**Records shown**

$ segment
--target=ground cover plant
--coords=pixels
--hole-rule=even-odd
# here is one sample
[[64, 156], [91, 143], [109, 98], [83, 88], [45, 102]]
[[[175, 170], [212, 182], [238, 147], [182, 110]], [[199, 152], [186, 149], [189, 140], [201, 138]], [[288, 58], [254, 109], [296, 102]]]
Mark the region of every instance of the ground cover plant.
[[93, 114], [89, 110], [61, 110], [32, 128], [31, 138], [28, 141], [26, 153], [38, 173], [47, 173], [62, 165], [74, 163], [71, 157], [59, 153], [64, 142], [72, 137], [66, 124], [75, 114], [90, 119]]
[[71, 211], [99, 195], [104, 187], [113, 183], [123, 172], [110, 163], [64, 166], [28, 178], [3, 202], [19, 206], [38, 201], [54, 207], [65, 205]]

**Required task**
Return each line of the data above verbatim, with no alteration of any kind.

**Problem solution**
$ segment
--target=ground cover plant
--coords=pixels
--hole-rule=even-odd
# here is one sample
[[64, 156], [91, 143], [109, 98], [83, 88], [45, 102]]
[[[175, 170], [212, 182], [238, 147], [182, 110]], [[199, 152], [186, 149], [189, 140], [201, 138]], [[288, 58], [254, 109], [296, 102]]]
Mark the region of every instance of the ground cover plant.
[[93, 114], [89, 110], [61, 110], [32, 128], [31, 138], [28, 141], [26, 153], [38, 173], [47, 173], [62, 165], [74, 163], [71, 157], [59, 153], [64, 142], [72, 137], [66, 124], [75, 114], [90, 119]]
[[71, 211], [99, 195], [104, 187], [113, 183], [123, 172], [110, 163], [64, 166], [28, 178], [3, 202], [19, 206], [38, 201], [54, 207], [65, 205]]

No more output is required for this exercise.